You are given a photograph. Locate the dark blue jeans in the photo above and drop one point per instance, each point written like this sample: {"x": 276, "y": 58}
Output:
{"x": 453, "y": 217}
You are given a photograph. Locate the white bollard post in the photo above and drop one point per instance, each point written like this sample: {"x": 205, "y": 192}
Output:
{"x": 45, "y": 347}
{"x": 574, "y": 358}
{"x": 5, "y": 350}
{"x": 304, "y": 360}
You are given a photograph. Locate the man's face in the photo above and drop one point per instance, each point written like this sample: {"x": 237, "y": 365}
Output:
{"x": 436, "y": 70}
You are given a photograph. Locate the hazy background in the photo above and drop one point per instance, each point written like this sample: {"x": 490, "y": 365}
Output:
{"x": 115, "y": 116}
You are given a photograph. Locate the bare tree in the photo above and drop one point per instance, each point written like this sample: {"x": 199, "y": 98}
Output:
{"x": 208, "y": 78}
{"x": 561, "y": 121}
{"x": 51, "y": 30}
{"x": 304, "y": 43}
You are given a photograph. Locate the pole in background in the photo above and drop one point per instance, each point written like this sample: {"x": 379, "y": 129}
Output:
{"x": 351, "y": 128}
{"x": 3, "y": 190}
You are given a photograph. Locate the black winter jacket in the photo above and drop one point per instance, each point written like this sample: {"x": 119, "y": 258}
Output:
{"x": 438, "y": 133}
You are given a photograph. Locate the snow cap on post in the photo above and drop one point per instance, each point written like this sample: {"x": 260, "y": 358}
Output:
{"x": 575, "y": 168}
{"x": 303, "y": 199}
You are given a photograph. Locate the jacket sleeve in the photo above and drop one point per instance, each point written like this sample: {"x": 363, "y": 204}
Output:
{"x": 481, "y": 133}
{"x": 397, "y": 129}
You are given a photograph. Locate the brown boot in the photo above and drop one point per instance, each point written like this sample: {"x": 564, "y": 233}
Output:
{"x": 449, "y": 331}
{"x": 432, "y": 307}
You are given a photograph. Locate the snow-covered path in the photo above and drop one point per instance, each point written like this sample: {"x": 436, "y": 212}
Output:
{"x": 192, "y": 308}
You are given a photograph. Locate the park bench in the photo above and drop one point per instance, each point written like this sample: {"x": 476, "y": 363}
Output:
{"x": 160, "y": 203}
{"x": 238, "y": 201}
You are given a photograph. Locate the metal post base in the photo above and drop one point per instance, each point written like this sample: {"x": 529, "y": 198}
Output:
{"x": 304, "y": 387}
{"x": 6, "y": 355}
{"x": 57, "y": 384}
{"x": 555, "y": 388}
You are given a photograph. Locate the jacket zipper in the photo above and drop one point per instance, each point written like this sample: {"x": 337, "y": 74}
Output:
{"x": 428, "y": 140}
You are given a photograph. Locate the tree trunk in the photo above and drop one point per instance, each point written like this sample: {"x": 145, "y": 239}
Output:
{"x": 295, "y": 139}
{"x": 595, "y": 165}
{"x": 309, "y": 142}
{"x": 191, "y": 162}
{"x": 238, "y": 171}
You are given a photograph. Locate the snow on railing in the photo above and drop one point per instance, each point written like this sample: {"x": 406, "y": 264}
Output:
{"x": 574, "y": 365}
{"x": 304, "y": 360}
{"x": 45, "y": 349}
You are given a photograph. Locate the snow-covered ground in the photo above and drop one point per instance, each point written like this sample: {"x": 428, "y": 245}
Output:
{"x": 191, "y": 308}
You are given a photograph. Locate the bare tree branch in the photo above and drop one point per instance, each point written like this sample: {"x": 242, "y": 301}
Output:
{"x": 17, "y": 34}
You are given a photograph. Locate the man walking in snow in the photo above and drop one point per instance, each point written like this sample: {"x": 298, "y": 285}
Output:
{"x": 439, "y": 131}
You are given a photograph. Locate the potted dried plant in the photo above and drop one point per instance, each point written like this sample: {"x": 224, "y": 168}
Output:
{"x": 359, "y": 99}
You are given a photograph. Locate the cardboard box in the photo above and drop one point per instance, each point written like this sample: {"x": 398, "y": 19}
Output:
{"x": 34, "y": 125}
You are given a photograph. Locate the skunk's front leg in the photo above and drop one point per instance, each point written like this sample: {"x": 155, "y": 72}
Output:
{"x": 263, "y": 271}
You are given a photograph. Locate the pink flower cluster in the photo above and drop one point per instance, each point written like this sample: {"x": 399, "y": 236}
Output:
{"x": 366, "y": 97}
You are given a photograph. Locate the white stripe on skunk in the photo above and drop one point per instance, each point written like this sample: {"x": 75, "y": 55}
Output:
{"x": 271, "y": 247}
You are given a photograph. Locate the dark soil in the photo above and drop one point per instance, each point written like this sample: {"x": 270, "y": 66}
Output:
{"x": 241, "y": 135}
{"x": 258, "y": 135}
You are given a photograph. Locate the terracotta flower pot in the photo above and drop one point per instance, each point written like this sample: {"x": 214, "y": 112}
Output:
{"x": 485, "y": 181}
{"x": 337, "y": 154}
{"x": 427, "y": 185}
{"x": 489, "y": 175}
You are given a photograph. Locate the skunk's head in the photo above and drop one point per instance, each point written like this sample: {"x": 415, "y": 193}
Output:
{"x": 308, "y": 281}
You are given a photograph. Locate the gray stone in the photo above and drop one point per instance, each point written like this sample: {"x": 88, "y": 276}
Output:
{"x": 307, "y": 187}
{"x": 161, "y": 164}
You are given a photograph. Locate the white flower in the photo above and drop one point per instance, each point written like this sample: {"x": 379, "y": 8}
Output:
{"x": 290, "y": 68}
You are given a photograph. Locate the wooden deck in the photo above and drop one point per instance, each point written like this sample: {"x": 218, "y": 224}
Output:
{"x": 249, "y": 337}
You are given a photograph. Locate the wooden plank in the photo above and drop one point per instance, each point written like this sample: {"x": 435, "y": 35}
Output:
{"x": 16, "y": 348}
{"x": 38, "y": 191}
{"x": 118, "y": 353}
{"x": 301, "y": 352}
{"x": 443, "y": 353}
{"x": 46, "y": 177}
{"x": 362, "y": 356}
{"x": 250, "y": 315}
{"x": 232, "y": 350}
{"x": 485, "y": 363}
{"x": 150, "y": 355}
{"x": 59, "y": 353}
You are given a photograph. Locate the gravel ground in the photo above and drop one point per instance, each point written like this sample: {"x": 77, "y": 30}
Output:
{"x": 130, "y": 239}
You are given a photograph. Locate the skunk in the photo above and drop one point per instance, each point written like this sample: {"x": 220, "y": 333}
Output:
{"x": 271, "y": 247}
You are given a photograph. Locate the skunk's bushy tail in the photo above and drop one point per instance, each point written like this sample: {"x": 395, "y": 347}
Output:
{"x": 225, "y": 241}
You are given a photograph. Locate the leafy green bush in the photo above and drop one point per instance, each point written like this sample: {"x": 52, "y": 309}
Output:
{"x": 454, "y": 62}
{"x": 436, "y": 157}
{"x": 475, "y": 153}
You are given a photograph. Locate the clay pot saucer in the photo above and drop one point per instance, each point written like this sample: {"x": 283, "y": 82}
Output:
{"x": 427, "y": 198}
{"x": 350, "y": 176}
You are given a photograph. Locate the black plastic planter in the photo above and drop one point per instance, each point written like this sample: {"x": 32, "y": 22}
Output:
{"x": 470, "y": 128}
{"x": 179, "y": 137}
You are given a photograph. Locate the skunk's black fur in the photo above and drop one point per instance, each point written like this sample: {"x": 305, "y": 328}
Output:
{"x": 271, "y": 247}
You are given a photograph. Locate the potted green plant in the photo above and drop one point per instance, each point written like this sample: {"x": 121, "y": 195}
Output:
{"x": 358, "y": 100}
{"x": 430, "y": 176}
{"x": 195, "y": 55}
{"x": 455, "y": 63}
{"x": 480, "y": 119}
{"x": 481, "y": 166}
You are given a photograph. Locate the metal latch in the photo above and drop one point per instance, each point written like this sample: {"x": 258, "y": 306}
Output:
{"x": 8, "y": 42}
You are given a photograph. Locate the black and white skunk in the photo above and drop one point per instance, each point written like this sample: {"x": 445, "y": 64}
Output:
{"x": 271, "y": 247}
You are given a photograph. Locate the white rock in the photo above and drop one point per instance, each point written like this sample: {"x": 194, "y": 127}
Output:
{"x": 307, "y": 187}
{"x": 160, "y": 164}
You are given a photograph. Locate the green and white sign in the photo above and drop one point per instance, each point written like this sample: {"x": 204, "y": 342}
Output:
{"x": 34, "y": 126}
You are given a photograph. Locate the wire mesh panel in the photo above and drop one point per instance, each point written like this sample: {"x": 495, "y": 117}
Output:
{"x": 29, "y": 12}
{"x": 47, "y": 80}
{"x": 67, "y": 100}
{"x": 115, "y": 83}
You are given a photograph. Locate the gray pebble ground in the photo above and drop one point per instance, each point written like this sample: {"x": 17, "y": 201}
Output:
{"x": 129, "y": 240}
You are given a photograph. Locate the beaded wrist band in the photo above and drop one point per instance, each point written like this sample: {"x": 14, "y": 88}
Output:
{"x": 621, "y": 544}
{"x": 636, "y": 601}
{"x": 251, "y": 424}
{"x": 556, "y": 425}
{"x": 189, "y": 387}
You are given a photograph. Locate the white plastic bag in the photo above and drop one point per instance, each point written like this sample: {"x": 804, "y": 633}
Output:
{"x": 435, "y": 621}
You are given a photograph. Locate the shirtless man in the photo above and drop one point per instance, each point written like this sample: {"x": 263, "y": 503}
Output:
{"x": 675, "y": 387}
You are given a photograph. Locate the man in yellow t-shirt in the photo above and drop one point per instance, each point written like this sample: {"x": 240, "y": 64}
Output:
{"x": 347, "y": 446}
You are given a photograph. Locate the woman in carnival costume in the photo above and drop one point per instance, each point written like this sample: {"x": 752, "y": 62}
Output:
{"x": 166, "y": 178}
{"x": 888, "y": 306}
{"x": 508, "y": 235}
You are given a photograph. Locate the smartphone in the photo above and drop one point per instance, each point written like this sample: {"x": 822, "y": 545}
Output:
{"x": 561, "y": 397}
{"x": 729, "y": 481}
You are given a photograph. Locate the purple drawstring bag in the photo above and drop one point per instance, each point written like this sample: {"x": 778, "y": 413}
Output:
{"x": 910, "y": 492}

- ACTIVITY
Lines holding "skunk" are the ones to copy; find all of them in the listing.

- YOUR SOLUTION
You are given a photograph. Locate the skunk's front leg in the photo above and drop one point per instance, each point written like this sample: {"x": 155, "y": 72}
You are given a photograph. Locate the white stripe on skunk in the photo above and drop one point per instance, each point written like this sample: {"x": 75, "y": 55}
You are given a photograph. Locate the skunk's head in the photo above and drop one point per instance, each point written like this sample: {"x": 415, "y": 193}
You are given a photograph. Locate the skunk in the photo above and drop one point per instance, each point written like this sample: {"x": 220, "y": 333}
You are given a photograph. Locate the skunk's bushy tail in the photo above and drop one point per instance, each point written like this sample: {"x": 395, "y": 347}
You are given a photograph. Locate the skunk's black fur in the photo above and drop one point per instance, each point written like this sample: {"x": 305, "y": 328}
You are given a photograph. Locate the black and white skunk in the photo above and drop one point per instance, each point written like this sample: {"x": 445, "y": 64}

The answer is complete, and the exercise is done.